→ TASK DESCRIPTION:
Reproduce every one of the rows below word for word, leaving out the pictures.

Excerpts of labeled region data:
>> start
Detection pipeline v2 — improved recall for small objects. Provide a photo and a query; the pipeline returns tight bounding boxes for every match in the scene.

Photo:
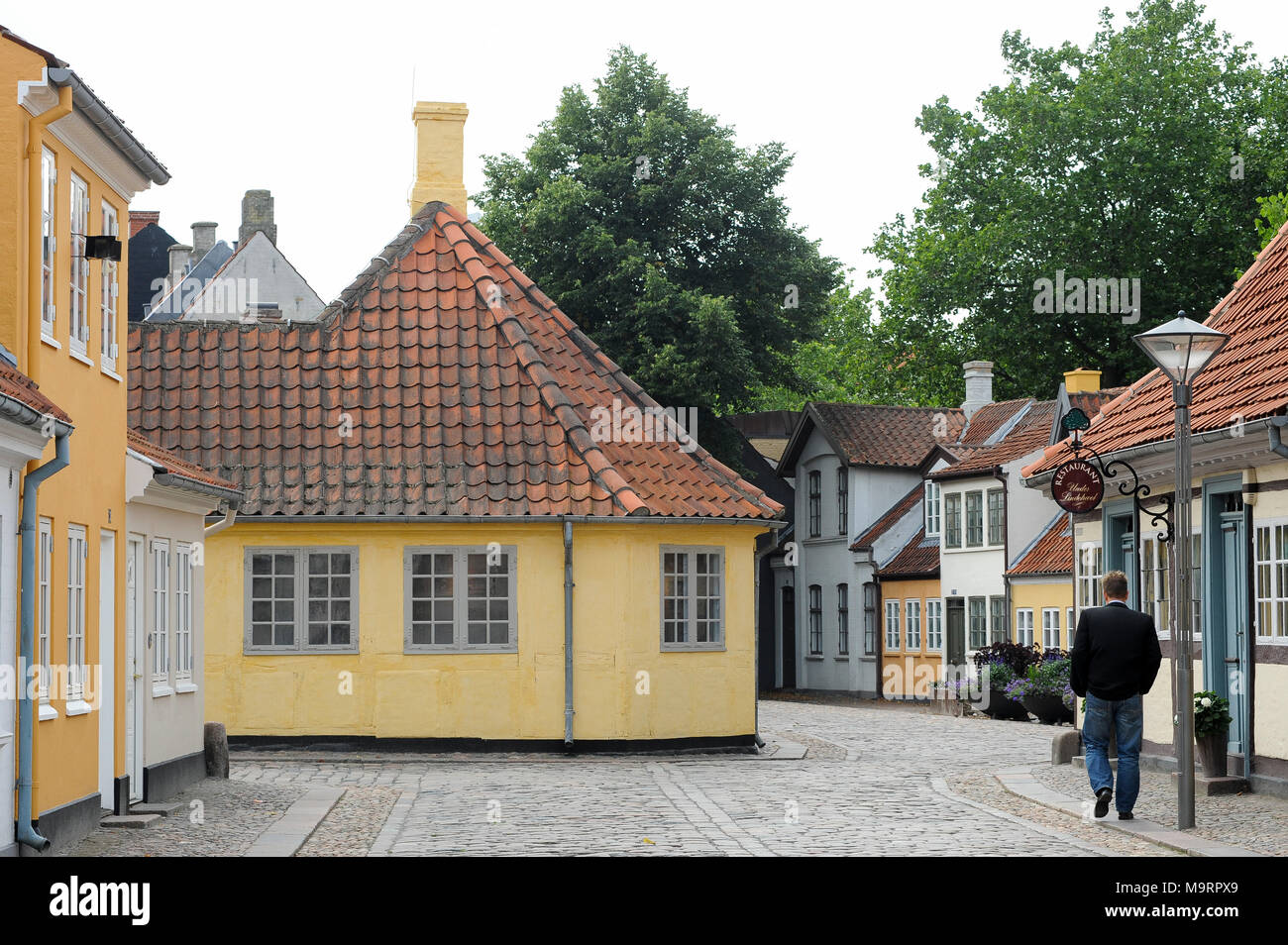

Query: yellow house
[1006,512,1074,650]
[130,104,783,748]
[0,30,168,849]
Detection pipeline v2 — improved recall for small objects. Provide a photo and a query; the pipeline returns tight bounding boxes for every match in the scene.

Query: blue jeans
[1082,692,1145,811]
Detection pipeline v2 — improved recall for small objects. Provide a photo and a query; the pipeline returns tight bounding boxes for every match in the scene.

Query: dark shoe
[1096,788,1115,820]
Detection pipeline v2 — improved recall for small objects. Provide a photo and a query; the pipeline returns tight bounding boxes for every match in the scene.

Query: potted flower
[976,662,1029,722]
[1194,691,1233,778]
[1006,658,1073,725]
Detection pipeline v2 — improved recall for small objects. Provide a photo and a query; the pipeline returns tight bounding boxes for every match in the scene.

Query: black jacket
[1069,601,1163,700]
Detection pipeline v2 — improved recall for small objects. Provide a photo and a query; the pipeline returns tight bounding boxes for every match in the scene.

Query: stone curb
[242,787,344,856]
[995,768,1262,856]
[368,790,416,856]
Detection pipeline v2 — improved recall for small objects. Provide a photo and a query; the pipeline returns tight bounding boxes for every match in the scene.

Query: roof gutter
[46,68,170,185]
[26,87,72,383]
[17,430,71,851]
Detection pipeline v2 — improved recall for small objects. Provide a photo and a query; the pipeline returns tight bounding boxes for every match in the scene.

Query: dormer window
[923,480,939,538]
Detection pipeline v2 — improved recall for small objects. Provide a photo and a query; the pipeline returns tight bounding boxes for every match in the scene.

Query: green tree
[871,0,1288,396]
[481,47,841,429]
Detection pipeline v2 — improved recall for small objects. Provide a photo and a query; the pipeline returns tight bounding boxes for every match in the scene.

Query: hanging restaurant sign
[1051,460,1105,512]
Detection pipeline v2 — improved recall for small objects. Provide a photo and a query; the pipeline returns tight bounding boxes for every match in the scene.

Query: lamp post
[1134,312,1231,830]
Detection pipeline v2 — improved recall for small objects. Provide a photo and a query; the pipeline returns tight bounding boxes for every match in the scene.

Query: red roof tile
[850,482,922,551]
[780,403,966,469]
[0,362,72,424]
[960,396,1033,447]
[129,202,783,519]
[1024,227,1288,475]
[125,430,237,491]
[1006,515,1073,577]
[877,528,939,580]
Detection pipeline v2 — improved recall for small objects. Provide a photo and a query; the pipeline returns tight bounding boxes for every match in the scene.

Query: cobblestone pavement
[61,778,304,856]
[1034,765,1288,856]
[62,700,1262,856]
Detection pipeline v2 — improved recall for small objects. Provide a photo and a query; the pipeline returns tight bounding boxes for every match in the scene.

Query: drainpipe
[27,85,72,385]
[18,430,71,851]
[564,519,574,751]
[201,502,237,538]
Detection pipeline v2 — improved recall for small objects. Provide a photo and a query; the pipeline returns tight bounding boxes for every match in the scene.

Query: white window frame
[174,542,194,682]
[836,584,850,657]
[1015,606,1033,646]
[903,597,921,653]
[67,525,89,701]
[886,600,903,653]
[98,201,121,373]
[657,545,729,653]
[922,478,940,538]
[36,517,54,707]
[149,538,170,690]
[242,545,361,656]
[1252,517,1288,646]
[926,600,944,653]
[805,584,823,657]
[403,545,519,653]
[40,147,58,339]
[1042,606,1060,650]
[67,172,89,356]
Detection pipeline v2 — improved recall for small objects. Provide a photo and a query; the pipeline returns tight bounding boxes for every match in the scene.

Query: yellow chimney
[407,102,471,214]
[1064,367,1100,394]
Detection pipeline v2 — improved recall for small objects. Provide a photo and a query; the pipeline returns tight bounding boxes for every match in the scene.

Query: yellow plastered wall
[0,42,129,816]
[881,578,948,699]
[1012,577,1077,650]
[205,521,761,739]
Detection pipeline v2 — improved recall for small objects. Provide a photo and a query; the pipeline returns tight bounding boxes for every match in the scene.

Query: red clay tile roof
[129,202,783,519]
[798,403,966,467]
[1006,514,1073,577]
[0,362,72,424]
[960,396,1033,447]
[934,400,1055,478]
[850,482,923,551]
[877,528,939,580]
[1024,225,1288,476]
[125,430,237,491]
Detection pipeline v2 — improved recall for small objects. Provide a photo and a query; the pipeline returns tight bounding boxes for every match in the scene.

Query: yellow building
[0,31,168,846]
[130,103,783,748]
[1006,512,1076,650]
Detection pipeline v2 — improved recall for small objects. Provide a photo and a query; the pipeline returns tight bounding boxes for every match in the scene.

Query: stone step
[130,800,183,817]
[98,813,161,830]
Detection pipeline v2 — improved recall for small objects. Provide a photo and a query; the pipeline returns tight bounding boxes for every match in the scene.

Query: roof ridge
[434,203,651,515]
[463,215,783,517]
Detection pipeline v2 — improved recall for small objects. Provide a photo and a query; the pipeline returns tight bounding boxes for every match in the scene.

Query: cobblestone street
[57,701,1267,856]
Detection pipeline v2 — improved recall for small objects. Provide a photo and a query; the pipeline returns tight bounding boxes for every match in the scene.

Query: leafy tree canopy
[481,47,841,424]
[871,0,1288,402]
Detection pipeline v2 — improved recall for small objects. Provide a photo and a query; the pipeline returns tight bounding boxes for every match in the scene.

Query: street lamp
[1134,312,1231,830]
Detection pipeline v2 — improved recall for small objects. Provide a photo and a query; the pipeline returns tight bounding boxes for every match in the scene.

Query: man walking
[1069,571,1163,820]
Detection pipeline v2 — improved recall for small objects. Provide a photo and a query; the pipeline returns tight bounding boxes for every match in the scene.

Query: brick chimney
[237,190,277,246]
[1064,367,1100,394]
[962,361,993,420]
[130,210,161,240]
[407,102,471,214]
[192,220,219,262]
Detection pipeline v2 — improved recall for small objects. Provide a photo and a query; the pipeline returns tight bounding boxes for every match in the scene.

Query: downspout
[26,85,72,385]
[18,430,71,851]
[563,519,574,751]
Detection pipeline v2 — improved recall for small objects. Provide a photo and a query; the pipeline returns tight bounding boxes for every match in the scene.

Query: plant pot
[1021,695,1073,725]
[975,688,1029,722]
[1194,731,1231,778]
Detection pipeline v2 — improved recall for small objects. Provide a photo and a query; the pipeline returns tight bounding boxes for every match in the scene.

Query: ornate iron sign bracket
[1060,407,1176,542]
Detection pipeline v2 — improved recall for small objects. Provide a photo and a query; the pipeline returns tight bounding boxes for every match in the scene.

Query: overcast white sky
[10,0,1288,301]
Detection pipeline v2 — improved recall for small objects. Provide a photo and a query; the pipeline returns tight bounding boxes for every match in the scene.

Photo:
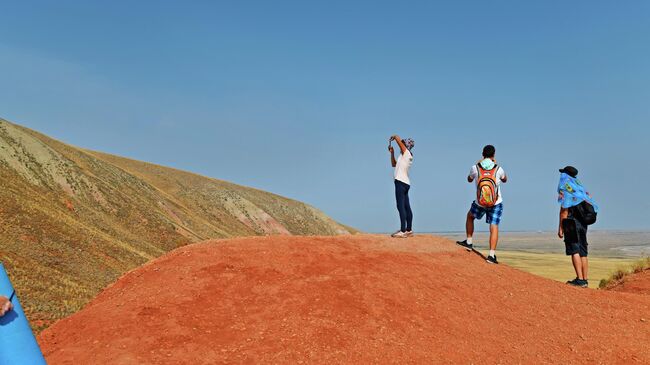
>> end
→ RESULT BELOW:
Detection pipeline v2 — improved recall for small objects. Provide a photo and a query; the pipeline returns tight bounding boxes for every match in the scene.

Photo:

Query: yellow house
[1006,512,1074,650]
[130,104,783,748]
[0,30,168,849]
Detection pipeline v2 — improved recall for small objects. Provide a photo and a query; the pipeline returns tight bounding boxes for every match in the scene.

Query: blue jeans
[1082,692,1145,811]
Detection pipeline v2 — improved recall for small objects. Provide a photo and a query; the pipeline returns tight bounding boxes for every match in the scene.

Query: dark shoe
[1096,788,1115,820]
Detection pipeline v2 — improved recall for small objects. Provide a photo and a query; the pipeline returns tight bounding boxes for every match in the scene.

Query: potted flower
[976,662,1029,722]
[1194,691,1233,778]
[1006,658,1073,725]
Detection pipeline v2 — improved recall for small objects. Provide a photo and a query; the pipeline returns tight bounding boxes for every match in the scene.

Query: black jacket
[1069,601,1163,700]
Detection pipeline v2 — improved recall for small objects. Provide a photo and a query; the pipeline returns tight bounding boxes for every match in the scene.

Query: stone curb
[242,787,344,856]
[995,768,1262,856]
[368,790,416,856]
Detection pipeline v2 — improved recall for small objects. Provide a photo and a query; the pipeline returns tight bounding boxes for every match in the scene.

Query: roof gutter
[46,68,170,185]
[26,87,72,383]
[17,430,71,851]
Detection pipeline v2 — improved recall for small objects. Provide a photo and a query; the pipeline returns tight bounding boxes for every match in the scene.

Query: dormer window
[923,480,939,538]
Detection pipeline v2 — improved recall for small objects. Provide a photo and a query; the pipeline returns tight bounding boxes for every match in the scene.

Query: green tree
[871,0,1288,396]
[481,47,841,429]
Detection pipeline v2 — improved recall for small objects. Provide a photo and a query; the pipeline returns tight bounding boxes for every match in the scene.

Query: hanging restaurant sign
[1051,460,1105,512]
Detection pipeline v2 — improved recall for small objects. Provide a photo and a query; the pipeline returns tight bounding boxes for every match in the scene.

Query: lamp post
[1134,312,1231,830]
Detection pipeline v2 — improved recall for small objects. Provide a photo and a query; the pipeline returns tight bounding boxes for every match in the scene.

Query: red roof tile
[850,482,922,551]
[780,403,966,469]
[0,362,72,424]
[960,396,1033,447]
[129,202,783,519]
[1024,227,1288,475]
[125,430,237,491]
[1006,515,1073,577]
[877,528,939,580]
Detection pipeline v2 — improved recall for small objects. Provide a photo and a query; the pipeline returns tight bounding boxes for every match in the scene.

Query: cobblestone pavement
[61,778,304,856]
[1034,765,1288,856]
[62,700,1262,856]
Detection pipeline v2 — improved recall for small objects. Provide a photo and a query; the pipeline returns tight bounding boxes for every match in the scene.

Query: drainpipe
[27,85,72,385]
[18,430,71,851]
[564,519,574,751]
[201,502,237,538]
Detection pipeline v2 — improved recall for small objects. Provide a photo and a query; the pipeline returns tight bounding boxes for every match in the scene.

Query: white window frame
[174,542,194,682]
[836,584,850,657]
[1015,606,1033,646]
[903,597,921,653]
[67,525,89,701]
[886,600,903,653]
[98,201,121,373]
[657,545,729,653]
[922,478,940,538]
[36,517,54,707]
[149,538,170,690]
[242,545,361,656]
[1252,517,1288,646]
[926,600,944,653]
[805,584,823,657]
[403,545,519,653]
[40,147,58,339]
[1042,606,1060,650]
[67,172,89,356]
Detection pipeline v2 — improved recall for small objects. Provide a photo and a query; the pipeline returns tight bounding boxes for every match in the scene.

Query: yellow chimney
[407,102,471,214]
[1064,367,1100,394]
Detection pipeline v2 — improved recall for small objects. Provide a photo and a query; the pipeline returns tight bounding boxes for every match in the scene.

Query: yellow plastered wall
[0,42,129,816]
[881,578,948,699]
[1012,577,1077,650]
[205,521,761,739]
Detection pipeline v2 — improved recall for small objects. Provide a photo and a query; the pipeline returns tight bounding boxes for every match in the scene.

Query: red clay tile roof
[129,202,783,519]
[798,403,966,467]
[1006,514,1073,577]
[0,362,72,424]
[960,396,1033,447]
[934,400,1055,478]
[850,482,923,551]
[877,528,939,580]
[1024,225,1288,476]
[125,430,237,491]
Detection pipeline v2 — improved recall for small objects. Provide a photo and a query; the pipeline returns tight bounding boxes for every match in the scene.

Query: yellow building
[0,31,168,846]
[130,103,783,748]
[1006,512,1076,650]
Detection pipeline v2 — improved recall for small objects. Provide a photo and a query; the pipeline returns tight bounding boxes for every match in the scene.

Query: stone step
[130,800,183,817]
[98,813,161,830]
Detection pipeline v2 — improved recall for small objects. Provide a photo and a query; the pipeline returns tight bounding boxes for every match in the scene.

Query: roof ridge
[434,203,651,515]
[463,215,783,517]
Detection pipeline v2 — improved recall for small objects. Provide a photo and a query; the pipeline returns tight bounding boxes for every match in the scene.

Query: cobblestone street
[57,701,1267,856]
Detection pipeline v2 — improved recall for small objects. Provide a photo and a query; the pipeline returns tight bounding boxes for every match in the scene.

Query: leafy tree canopy
[481,47,841,424]
[871,0,1288,402]
Detection pipeline v2 — improved recall for small objects. Provide a photo and a query; the pipeline returns tight bounding boxes for every match in the scene.

Query: street lamp
[1134,312,1231,830]
Detection pipeline v2 — improved recall for small objects. Provide a photo and a query; the pipeline returns tight bounding boxes for every match in the scene.

Query: man walking
[1069,571,1163,820]
Detection pipeline v2 — improved recall for small objects. Provide a photo and a query; the pipeline returns tight bounding boxes for every match in the scene.

Query: brick chimney
[237,190,277,246]
[1064,367,1100,394]
[962,361,993,420]
[130,210,161,240]
[407,102,471,214]
[192,220,219,262]
Detection pipeline v2 — improved recall for small objects. Provide a photo and a query; the pipeline returns tight bounding boxes for every match in the scene.

Query: downspout
[26,85,72,385]
[18,430,71,851]
[563,519,574,751]
Detection pipeline v2 — improved recall for small objects. Provide a photo and a query; the pipeline returns tight bounding boxes for every match in the scene.

Query: plant pot
[1021,695,1073,725]
[975,688,1029,722]
[1194,731,1231,778]
Detection pipeline v2 — improved recall for small objects. Provide a photo and a query; the pipeline returns tight bounding boxes for every match in the scene.

Query: ornate iron sign bracket
[1060,407,1176,542]
Detection pipeline v2 — improved recall for small objects. Provide a photo and a query; the pipeline returns tight bounding boxes for every match in the scene.

Query: overcast white sky
[10,0,1288,301]
Detection pipeline v2 — improved recall for small objects. Provide a photo and a query; the pipeline returns tight bounding boxes for every match in the scene.

Photo:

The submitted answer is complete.